SOURCE TEXT:
- Spanish government reinforcing restrictions that would halt hostile bids for Telefónica until 2023.
- Europe’s telco sector awash with bid speculation as KKR pursues TI, and Indian conglomerate Reliance Industries is linked to a BT bid.
The Spanish government extended the strategic shield intended to protect critical infrastructure companies from foreign takeovers for a further year, keeping it in place until the end of 2022. The move makes any hostile attempt to acquire Telefónica unlikely to succeed as the Group continues its recovery.
The state protection was first introduced in 2020 to address fears that key national assets would be vulnerable to opportunist acquisition attempts, owing to the disruption and uncertainty caused by the global pandemic. It requires foreign entities to secure clearance before undertaking direct investment in listed or unlisted companies. Initially linked to investments that would see a foreign (non‑European Union) company take a 10% stake in a Spanish business, over the past 18 months the requirement has been expanded to cover any investment that would exceed €500m, and now applies to EU‑based entities as well.
At the time the initial shield was introduced, Telefónica was viewed as particularly vulnerable to an attempted acquisition. With its market value largely in decline since 2017 and with persistent worries on debt levels, the COVID‑19 pandemic saw its share price take another sharp fall. There has been a tentative recovery since towards the end of 2020, however, with leverage worries being assuaged and the Group showing progress with its strategy built around digitalisation and lower capital intensity.
KKR bid has knock on effects
The Spanish government decision came swiftly after private equity firm KKR put forward a deal to take control of Telefónica peer Telecom Italia, valuing the Italian incumbent at €33m.
While typically protectionist in relation to infrastructure businesses, there are signs that the Italian government is open to a deal that would see it maintain a stake in strategic elements of the operator as part of a restructuring plan that would entail infrastructure and customer assets being separated. However, apparent clashes between TI Chief Executive Luigi Gubitosi and current major shareholder Vivendi has resulted in the CEO stepping down, signalling resistance to the move from the operator’s board.

EXERCISE INSTRUCTIONS:
**A.** Write out the passage of the Telefónica article between "The Spanish government extended" and "continues its recovery.", inclusive.
**B.** Extend the article on Spain's takeover shield for Telefónica past its final sentence.

[Natural language descriptions of regions]
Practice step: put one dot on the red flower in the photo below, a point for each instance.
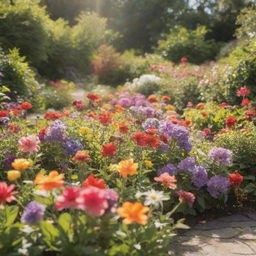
(105, 118)
(6, 193)
(52, 115)
(140, 138)
(109, 149)
(91, 181)
(186, 197)
(230, 121)
(153, 141)
(207, 131)
(123, 128)
(235, 179)
(242, 91)
(245, 102)
(93, 201)
(200, 106)
(3, 113)
(26, 105)
(68, 198)
(184, 59)
(93, 97)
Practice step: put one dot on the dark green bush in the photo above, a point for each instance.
(17, 76)
(182, 42)
(24, 25)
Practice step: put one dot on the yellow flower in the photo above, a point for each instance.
(13, 175)
(127, 167)
(169, 107)
(133, 212)
(21, 164)
(84, 130)
(148, 163)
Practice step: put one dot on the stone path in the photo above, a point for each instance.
(227, 236)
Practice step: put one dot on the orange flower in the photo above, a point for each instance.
(82, 156)
(51, 181)
(133, 212)
(152, 98)
(127, 167)
(21, 164)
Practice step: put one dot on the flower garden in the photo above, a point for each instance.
(148, 142)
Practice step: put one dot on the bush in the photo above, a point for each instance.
(17, 76)
(182, 42)
(182, 91)
(24, 25)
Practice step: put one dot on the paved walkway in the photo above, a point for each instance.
(227, 236)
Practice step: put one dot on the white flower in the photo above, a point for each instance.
(153, 197)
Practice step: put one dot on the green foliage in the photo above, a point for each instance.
(243, 146)
(25, 26)
(182, 42)
(182, 91)
(17, 76)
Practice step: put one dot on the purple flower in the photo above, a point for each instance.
(169, 168)
(8, 161)
(187, 165)
(200, 177)
(178, 132)
(221, 155)
(34, 212)
(71, 145)
(57, 132)
(112, 198)
(217, 184)
(150, 123)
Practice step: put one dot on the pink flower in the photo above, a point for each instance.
(167, 180)
(186, 197)
(29, 144)
(68, 198)
(6, 193)
(242, 91)
(93, 201)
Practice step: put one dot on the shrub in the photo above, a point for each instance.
(182, 42)
(17, 76)
(24, 25)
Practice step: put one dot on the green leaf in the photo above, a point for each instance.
(11, 214)
(65, 221)
(50, 233)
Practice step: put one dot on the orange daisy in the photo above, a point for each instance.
(133, 212)
(50, 181)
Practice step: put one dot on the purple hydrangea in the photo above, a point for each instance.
(187, 165)
(221, 155)
(112, 198)
(169, 168)
(200, 177)
(178, 132)
(57, 132)
(8, 161)
(217, 184)
(34, 212)
(150, 123)
(71, 145)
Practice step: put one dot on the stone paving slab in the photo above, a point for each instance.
(227, 236)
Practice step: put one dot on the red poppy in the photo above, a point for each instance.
(235, 179)
(109, 149)
(91, 181)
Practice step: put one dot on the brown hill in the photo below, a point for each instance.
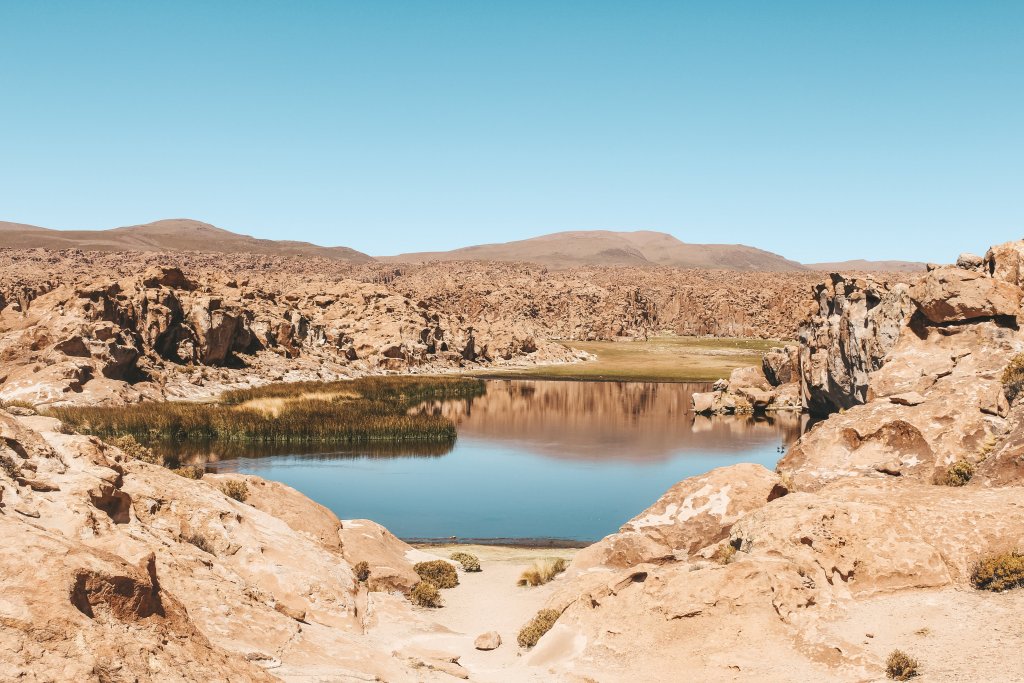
(869, 266)
(564, 250)
(173, 235)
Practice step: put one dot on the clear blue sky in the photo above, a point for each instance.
(819, 130)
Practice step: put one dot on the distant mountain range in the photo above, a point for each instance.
(172, 235)
(559, 250)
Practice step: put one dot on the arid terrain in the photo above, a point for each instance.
(871, 536)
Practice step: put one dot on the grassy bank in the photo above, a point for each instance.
(657, 359)
(365, 411)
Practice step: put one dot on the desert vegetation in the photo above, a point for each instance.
(236, 488)
(530, 634)
(426, 594)
(363, 411)
(438, 572)
(468, 561)
(900, 666)
(998, 572)
(542, 572)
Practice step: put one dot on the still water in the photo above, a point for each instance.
(569, 461)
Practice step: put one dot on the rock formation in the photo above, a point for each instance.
(111, 328)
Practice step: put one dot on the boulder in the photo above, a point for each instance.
(953, 295)
(491, 640)
(694, 513)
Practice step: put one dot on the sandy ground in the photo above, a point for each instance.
(489, 600)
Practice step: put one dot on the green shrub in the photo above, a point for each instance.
(200, 542)
(540, 625)
(958, 473)
(998, 572)
(468, 561)
(1013, 378)
(9, 467)
(236, 488)
(426, 594)
(438, 572)
(189, 471)
(900, 666)
(542, 572)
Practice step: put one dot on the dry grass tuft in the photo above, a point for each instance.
(189, 471)
(438, 572)
(900, 666)
(540, 625)
(131, 447)
(200, 542)
(236, 488)
(998, 572)
(468, 561)
(542, 572)
(426, 594)
(9, 467)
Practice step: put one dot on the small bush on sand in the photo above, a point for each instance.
(468, 561)
(426, 594)
(9, 467)
(1013, 378)
(540, 625)
(900, 666)
(236, 488)
(542, 572)
(200, 542)
(133, 449)
(958, 473)
(438, 572)
(189, 471)
(998, 572)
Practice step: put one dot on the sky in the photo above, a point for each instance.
(818, 130)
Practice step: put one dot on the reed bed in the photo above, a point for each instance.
(365, 411)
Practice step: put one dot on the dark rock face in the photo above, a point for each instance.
(855, 323)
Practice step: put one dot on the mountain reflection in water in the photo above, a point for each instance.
(532, 460)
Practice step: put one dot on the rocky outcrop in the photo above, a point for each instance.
(748, 391)
(118, 569)
(853, 325)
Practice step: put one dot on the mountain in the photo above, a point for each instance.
(869, 266)
(172, 235)
(564, 250)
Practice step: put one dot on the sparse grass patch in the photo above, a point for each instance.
(426, 594)
(303, 413)
(468, 561)
(1013, 378)
(998, 572)
(438, 572)
(958, 473)
(900, 666)
(200, 542)
(542, 572)
(189, 471)
(236, 488)
(9, 467)
(537, 627)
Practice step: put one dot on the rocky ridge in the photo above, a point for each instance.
(111, 328)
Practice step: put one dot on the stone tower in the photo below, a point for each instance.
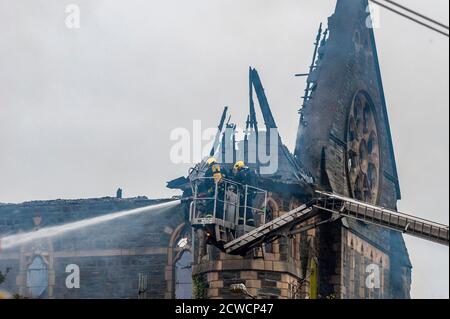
(351, 153)
(344, 146)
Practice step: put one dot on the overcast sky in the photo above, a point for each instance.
(84, 111)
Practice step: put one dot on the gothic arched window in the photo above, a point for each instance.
(183, 276)
(37, 277)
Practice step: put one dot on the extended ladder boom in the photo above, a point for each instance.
(340, 206)
(268, 231)
(379, 216)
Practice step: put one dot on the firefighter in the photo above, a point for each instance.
(243, 175)
(214, 176)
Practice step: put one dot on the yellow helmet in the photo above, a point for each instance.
(211, 161)
(239, 165)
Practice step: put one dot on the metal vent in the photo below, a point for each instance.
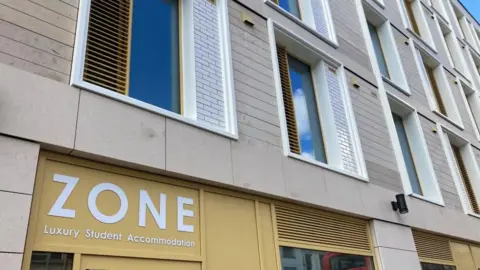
(108, 39)
(322, 228)
(288, 100)
(432, 247)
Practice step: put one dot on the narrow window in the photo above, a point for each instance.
(290, 6)
(304, 130)
(123, 56)
(465, 179)
(379, 52)
(411, 16)
(407, 154)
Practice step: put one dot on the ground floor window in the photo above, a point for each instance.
(432, 266)
(51, 261)
(304, 259)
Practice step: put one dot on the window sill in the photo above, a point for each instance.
(328, 167)
(423, 198)
(421, 40)
(446, 118)
(301, 23)
(148, 107)
(396, 86)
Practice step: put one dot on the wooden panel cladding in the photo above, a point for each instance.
(108, 42)
(288, 101)
(466, 179)
(318, 227)
(432, 247)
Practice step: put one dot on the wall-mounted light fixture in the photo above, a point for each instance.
(400, 204)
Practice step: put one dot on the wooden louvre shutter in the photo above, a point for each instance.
(436, 91)
(432, 247)
(288, 101)
(466, 179)
(108, 44)
(318, 227)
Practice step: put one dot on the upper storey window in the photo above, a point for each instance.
(181, 67)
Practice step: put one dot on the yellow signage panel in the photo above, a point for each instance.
(86, 210)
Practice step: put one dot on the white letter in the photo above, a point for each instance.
(57, 208)
(160, 217)
(92, 203)
(184, 213)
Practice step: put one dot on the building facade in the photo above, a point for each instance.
(249, 134)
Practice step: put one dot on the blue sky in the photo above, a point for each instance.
(473, 7)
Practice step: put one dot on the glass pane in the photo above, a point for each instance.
(377, 46)
(290, 6)
(322, 260)
(407, 154)
(431, 266)
(306, 112)
(154, 60)
(51, 261)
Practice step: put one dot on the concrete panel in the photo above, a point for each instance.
(257, 166)
(304, 181)
(198, 153)
(118, 131)
(395, 259)
(10, 261)
(389, 235)
(18, 163)
(14, 221)
(36, 108)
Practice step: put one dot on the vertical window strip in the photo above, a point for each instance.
(407, 154)
(108, 45)
(288, 101)
(435, 90)
(411, 16)
(465, 179)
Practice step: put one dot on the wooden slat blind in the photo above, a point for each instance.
(432, 247)
(466, 179)
(108, 44)
(288, 101)
(436, 91)
(321, 228)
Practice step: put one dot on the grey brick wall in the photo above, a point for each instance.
(439, 160)
(255, 95)
(374, 136)
(349, 32)
(208, 71)
(339, 114)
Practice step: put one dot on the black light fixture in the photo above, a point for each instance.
(400, 204)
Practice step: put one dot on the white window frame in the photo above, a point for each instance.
(307, 20)
(443, 86)
(188, 70)
(420, 153)
(471, 101)
(421, 19)
(317, 60)
(448, 136)
(398, 78)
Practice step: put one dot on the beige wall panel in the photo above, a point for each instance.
(231, 233)
(35, 40)
(41, 13)
(26, 21)
(462, 256)
(269, 249)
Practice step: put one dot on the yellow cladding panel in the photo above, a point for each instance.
(66, 219)
(104, 262)
(462, 256)
(231, 233)
(267, 237)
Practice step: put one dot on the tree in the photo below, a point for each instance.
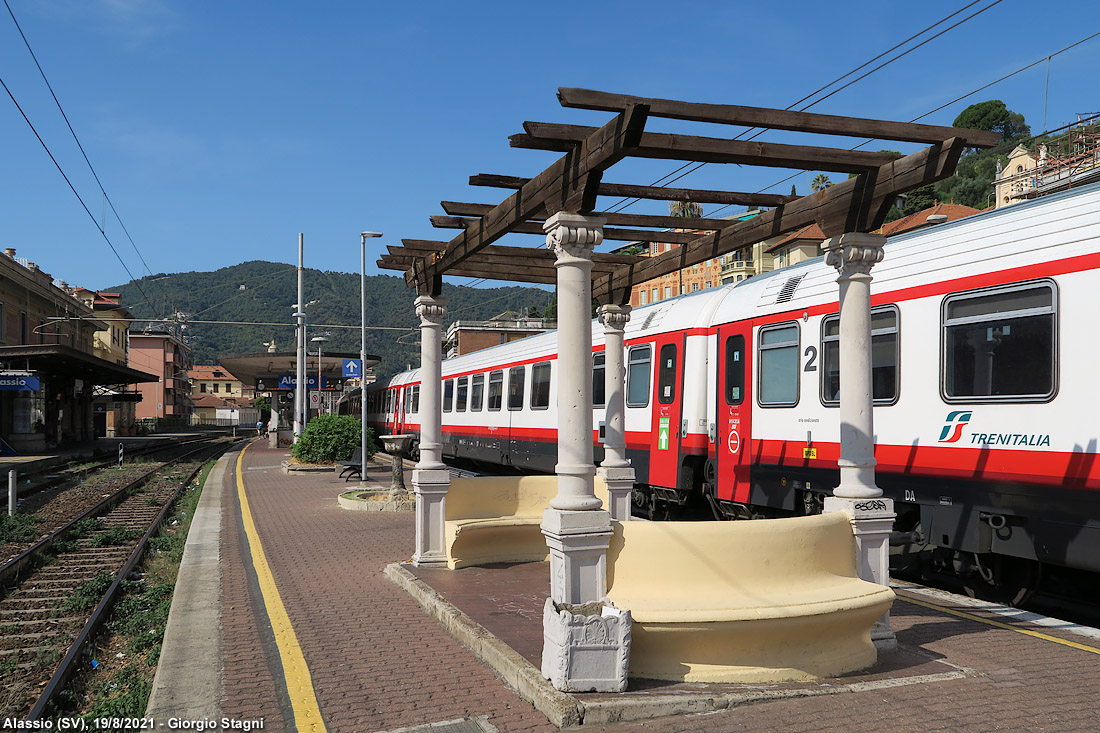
(993, 117)
(685, 209)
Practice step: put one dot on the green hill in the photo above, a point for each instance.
(265, 292)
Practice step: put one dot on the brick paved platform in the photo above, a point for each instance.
(378, 663)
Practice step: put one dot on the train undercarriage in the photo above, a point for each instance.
(968, 535)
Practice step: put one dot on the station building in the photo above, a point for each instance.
(48, 368)
(160, 349)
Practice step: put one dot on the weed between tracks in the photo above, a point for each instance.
(117, 677)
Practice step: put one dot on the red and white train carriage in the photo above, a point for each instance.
(982, 375)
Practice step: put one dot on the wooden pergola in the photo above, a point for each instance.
(575, 182)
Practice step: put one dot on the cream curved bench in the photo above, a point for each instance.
(498, 518)
(761, 601)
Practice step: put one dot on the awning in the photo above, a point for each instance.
(266, 367)
(66, 362)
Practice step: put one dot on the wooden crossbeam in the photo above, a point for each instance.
(495, 181)
(858, 204)
(569, 184)
(498, 254)
(694, 195)
(755, 117)
(465, 209)
(545, 135)
(657, 193)
(535, 228)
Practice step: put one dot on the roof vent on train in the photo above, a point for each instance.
(787, 292)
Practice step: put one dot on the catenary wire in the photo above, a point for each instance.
(624, 204)
(75, 138)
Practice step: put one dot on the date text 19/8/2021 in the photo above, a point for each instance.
(201, 725)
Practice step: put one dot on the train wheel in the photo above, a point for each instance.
(1002, 579)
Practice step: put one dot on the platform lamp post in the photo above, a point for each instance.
(362, 347)
(319, 340)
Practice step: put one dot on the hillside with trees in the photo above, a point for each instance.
(261, 292)
(972, 183)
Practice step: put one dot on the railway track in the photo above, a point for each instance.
(56, 593)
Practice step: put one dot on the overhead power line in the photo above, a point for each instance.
(695, 166)
(75, 193)
(75, 138)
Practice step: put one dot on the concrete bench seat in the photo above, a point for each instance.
(498, 518)
(762, 601)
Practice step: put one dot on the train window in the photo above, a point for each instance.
(540, 385)
(476, 392)
(463, 391)
(637, 375)
(448, 394)
(999, 343)
(667, 375)
(735, 370)
(884, 357)
(516, 387)
(598, 381)
(778, 360)
(495, 389)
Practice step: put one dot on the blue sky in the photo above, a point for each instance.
(220, 130)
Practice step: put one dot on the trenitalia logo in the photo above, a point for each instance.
(956, 422)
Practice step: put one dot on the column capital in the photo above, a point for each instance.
(573, 236)
(430, 309)
(614, 316)
(854, 253)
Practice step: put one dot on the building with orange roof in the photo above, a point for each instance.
(928, 217)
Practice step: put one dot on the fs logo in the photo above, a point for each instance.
(956, 422)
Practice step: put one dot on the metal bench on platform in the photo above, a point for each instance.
(763, 601)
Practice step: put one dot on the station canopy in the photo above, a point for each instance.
(575, 183)
(66, 362)
(266, 367)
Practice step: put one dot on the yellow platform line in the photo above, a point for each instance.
(299, 685)
(990, 622)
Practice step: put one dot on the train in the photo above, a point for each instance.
(983, 391)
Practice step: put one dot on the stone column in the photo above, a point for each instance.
(430, 479)
(615, 469)
(576, 529)
(872, 515)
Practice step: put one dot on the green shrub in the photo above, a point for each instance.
(331, 438)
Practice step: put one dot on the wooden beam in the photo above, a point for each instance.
(609, 232)
(558, 187)
(694, 195)
(658, 193)
(465, 209)
(857, 204)
(717, 150)
(773, 119)
(495, 181)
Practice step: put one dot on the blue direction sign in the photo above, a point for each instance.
(19, 383)
(288, 382)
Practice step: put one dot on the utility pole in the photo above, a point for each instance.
(299, 387)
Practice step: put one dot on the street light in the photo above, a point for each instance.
(319, 340)
(362, 347)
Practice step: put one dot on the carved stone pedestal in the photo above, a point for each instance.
(871, 523)
(585, 648)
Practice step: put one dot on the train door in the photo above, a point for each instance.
(399, 406)
(734, 413)
(667, 411)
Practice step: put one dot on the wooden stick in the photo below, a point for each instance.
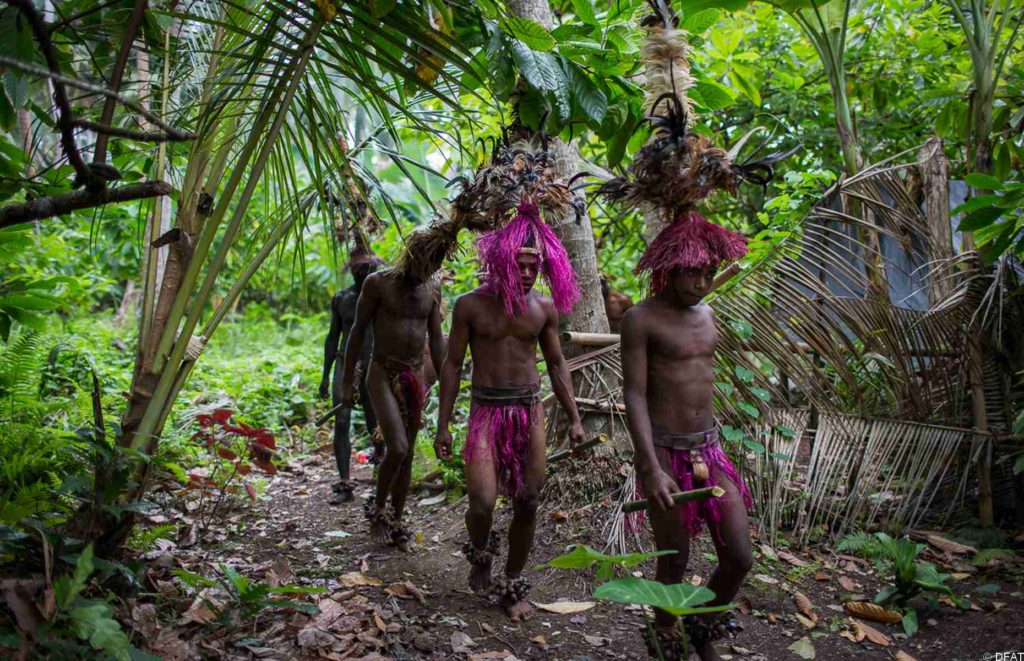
(682, 496)
(590, 339)
(558, 455)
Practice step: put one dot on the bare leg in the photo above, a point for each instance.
(397, 450)
(524, 514)
(342, 444)
(370, 417)
(732, 543)
(481, 488)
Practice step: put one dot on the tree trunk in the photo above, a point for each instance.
(589, 314)
(935, 188)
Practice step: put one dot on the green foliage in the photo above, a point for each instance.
(583, 557)
(995, 218)
(678, 599)
(907, 577)
(248, 598)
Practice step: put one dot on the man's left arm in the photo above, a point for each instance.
(435, 336)
(561, 380)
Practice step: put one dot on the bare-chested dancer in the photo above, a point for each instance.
(668, 356)
(361, 264)
(502, 322)
(402, 310)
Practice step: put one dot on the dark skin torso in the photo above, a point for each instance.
(503, 349)
(680, 366)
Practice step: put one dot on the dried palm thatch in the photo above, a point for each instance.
(881, 473)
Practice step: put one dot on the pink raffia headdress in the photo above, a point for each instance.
(499, 249)
(691, 241)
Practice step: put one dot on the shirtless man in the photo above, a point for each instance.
(401, 310)
(668, 355)
(506, 442)
(342, 316)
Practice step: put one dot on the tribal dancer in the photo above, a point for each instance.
(502, 322)
(669, 340)
(402, 305)
(361, 264)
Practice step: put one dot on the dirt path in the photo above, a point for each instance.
(383, 604)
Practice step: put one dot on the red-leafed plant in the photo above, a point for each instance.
(233, 450)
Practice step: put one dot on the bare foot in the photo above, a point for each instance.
(517, 611)
(708, 653)
(380, 531)
(479, 577)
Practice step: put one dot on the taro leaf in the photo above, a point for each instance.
(93, 622)
(530, 33)
(678, 599)
(585, 11)
(910, 622)
(698, 21)
(983, 181)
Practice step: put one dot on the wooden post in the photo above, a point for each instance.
(985, 508)
(935, 188)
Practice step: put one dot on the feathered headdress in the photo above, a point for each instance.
(678, 168)
(499, 250)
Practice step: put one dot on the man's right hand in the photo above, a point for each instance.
(347, 393)
(658, 486)
(442, 444)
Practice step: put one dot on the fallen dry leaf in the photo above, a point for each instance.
(352, 579)
(804, 606)
(803, 648)
(461, 644)
(806, 621)
(875, 635)
(793, 560)
(949, 545)
(566, 608)
(872, 612)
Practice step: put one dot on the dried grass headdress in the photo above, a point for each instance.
(678, 168)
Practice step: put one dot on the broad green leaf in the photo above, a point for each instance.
(744, 375)
(540, 70)
(754, 445)
(590, 98)
(731, 434)
(749, 409)
(983, 181)
(910, 622)
(678, 599)
(714, 95)
(700, 20)
(978, 219)
(528, 32)
(585, 11)
(95, 624)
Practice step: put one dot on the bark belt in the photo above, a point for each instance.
(526, 395)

ANSWERS FOR THE EXERCISE:
**A.**
The Spanish government extended the strategic shield intended to protect critical infrastructure companies from foreign takeovers for a further year, keeping it in place until the end of 2022. The move makes any hostile attempt to acquire Telefónica unlikely to succeed as the Group continues its recovery.

**B.**
Prior to the TI boardroom drama, the KKR bid had resulted in a sharp boost to Telefónica’s share price, but the Spanish government’s decision to extend restrictions, which emerged two days after KKR’s TI swoop, reversed the gains.
UK incumbent next up on the rumour mill
While the government in Spain is bolstering corporate defences, and TI stakeholders in Italy are assessing their options, in the UK there has been speculation that India‑based conglomerate Reliance Industries could be preparing a bid to take control of BT Group. Reliance had recently made an unsuccessful bid for a controlling stake in Deutsche Telekom’s Dutch business, adding credence to the prospect of a further sally into the European telecoms sector, and the news saw BT shares spike 9%.
However the rumour, first reported in the Indian press, was categorically shutdown by Reliance on Monday. The official denial rules out Reliance making a formal bid for six months, unless another player launches a takeover attempt.
BT is already preparing its defences against hostile bids, bringing in advisory firm Robey Warshaw to strategise on its response to any moves, as restrictions preventing any further acquisitive action from major shareholder Altice draw to a close in December.
Reports of private equity interest in Openreach also continue to swirl, despite management’s recent declarations that the Group was no longer looking for an investment partner. Although the UK government has not taken any concrete action to prevent a potential sale of critical national infrastructure to foreign investors, it would seem likely that any attempt to take control of BT would attract intense government scrutiny.